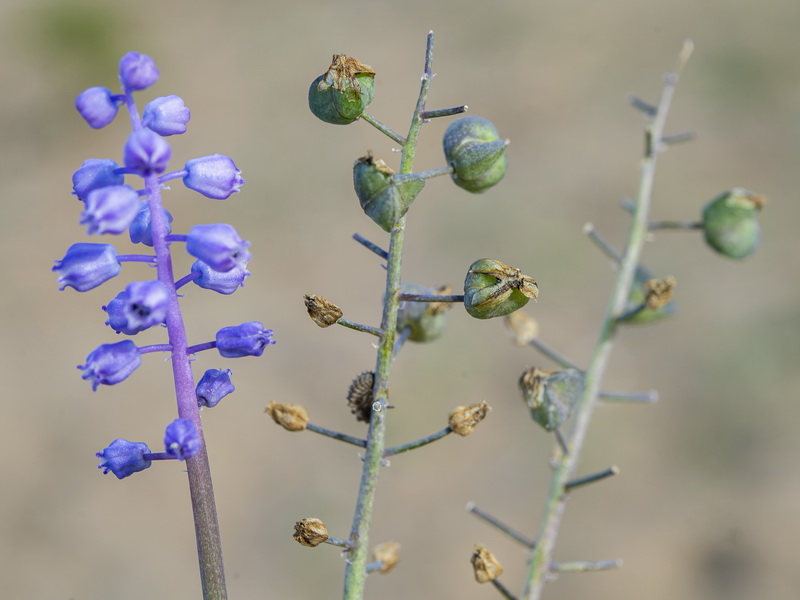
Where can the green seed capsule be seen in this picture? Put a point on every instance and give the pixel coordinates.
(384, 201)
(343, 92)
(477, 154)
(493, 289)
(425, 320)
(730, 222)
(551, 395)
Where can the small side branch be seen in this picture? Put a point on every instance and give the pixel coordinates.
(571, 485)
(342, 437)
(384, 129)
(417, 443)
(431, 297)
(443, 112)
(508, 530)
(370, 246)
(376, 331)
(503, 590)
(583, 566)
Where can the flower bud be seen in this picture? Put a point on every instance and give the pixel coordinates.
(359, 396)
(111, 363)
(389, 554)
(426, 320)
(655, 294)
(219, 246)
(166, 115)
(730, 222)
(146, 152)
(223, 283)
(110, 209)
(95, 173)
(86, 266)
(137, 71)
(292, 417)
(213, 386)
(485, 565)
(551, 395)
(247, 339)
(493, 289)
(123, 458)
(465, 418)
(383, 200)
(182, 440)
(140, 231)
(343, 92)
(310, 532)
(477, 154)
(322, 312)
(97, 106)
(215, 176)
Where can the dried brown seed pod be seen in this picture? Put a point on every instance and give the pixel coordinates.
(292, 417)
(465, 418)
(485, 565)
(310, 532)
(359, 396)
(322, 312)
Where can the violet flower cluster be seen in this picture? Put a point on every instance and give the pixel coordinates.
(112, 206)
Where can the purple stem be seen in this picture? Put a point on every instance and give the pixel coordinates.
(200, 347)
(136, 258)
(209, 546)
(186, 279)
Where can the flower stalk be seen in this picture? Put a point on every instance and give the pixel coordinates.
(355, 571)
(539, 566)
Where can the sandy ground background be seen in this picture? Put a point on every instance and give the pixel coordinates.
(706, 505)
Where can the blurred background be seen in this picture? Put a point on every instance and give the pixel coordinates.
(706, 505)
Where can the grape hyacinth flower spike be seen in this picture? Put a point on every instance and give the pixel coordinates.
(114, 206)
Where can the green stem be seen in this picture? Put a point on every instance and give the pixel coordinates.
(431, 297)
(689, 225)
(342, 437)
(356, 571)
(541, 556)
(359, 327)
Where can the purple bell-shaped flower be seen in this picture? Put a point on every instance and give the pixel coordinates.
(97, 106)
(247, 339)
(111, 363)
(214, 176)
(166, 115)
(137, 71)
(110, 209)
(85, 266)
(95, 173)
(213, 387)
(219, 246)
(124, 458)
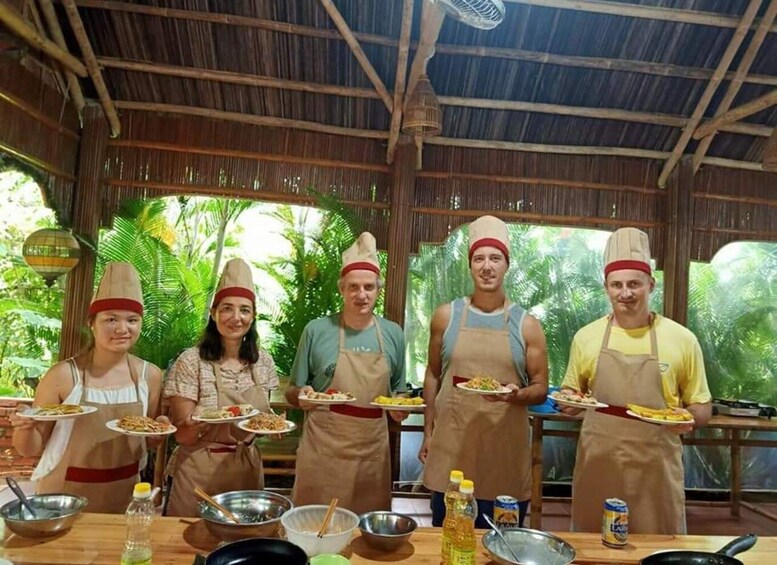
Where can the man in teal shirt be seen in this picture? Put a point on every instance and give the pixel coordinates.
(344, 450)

··········

> _Exercise_:
Skip the pictures and copy exactly the lines from the one containing "Where can the green stem" through the end of the material, both ends included.

> _Complete answer_:
Where can the green stem be seen in this picture? Put a point on every instance and give the pixel coordinates.
(431, 297)
(689, 225)
(342, 437)
(356, 571)
(541, 556)
(359, 327)
Where can the purple bell-shaped flower be seen in this picture? Put a point on every instance and give the pixel coordinates.
(97, 106)
(247, 339)
(111, 363)
(214, 176)
(166, 115)
(137, 71)
(110, 209)
(85, 266)
(95, 173)
(213, 387)
(219, 246)
(124, 458)
Where can the man in teal shirt be seen in this picture? Put a point on every instance and give the pixel coordinates.
(344, 450)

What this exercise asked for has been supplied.